Given problem: Copy the lines of the listing below word for word, from the line containing "Report the position of each instance of the tent" down to the line containing "[[386, 230]]", both included.

Dataset:
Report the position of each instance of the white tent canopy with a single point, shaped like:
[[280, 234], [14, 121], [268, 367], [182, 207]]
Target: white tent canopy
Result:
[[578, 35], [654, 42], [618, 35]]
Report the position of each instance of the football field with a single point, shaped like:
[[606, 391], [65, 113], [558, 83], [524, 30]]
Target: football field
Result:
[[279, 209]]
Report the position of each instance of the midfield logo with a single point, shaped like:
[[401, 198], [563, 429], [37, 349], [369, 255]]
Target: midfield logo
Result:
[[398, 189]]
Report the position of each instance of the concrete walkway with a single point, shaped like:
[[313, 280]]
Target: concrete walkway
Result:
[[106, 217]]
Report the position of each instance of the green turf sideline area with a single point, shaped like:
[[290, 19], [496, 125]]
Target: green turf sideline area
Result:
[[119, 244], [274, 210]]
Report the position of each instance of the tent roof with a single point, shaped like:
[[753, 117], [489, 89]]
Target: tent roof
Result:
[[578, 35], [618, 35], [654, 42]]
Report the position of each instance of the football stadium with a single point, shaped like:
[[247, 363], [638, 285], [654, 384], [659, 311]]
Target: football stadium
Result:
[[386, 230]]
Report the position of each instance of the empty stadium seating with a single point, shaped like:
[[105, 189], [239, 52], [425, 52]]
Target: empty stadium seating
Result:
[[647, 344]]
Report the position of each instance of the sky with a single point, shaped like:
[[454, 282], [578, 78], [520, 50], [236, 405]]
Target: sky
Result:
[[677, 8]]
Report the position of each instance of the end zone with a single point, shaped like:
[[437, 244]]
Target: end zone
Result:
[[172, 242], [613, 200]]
* * *
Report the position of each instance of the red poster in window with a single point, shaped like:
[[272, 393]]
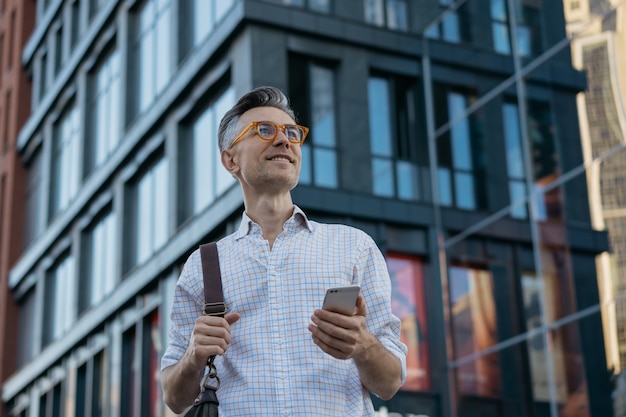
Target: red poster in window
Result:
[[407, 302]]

Full answer:
Report the position of each instance of the tent roof with a single point, shaped like:
[[753, 117], [489, 89]]
Target: tent roof
Result:
[[578, 35], [618, 35], [654, 42]]
Report the position of each instance of the football stadium with a single point, shaped like:
[[247, 363], [638, 285], [654, 384], [659, 311]]
Target: football stadium
Result:
[[386, 230]]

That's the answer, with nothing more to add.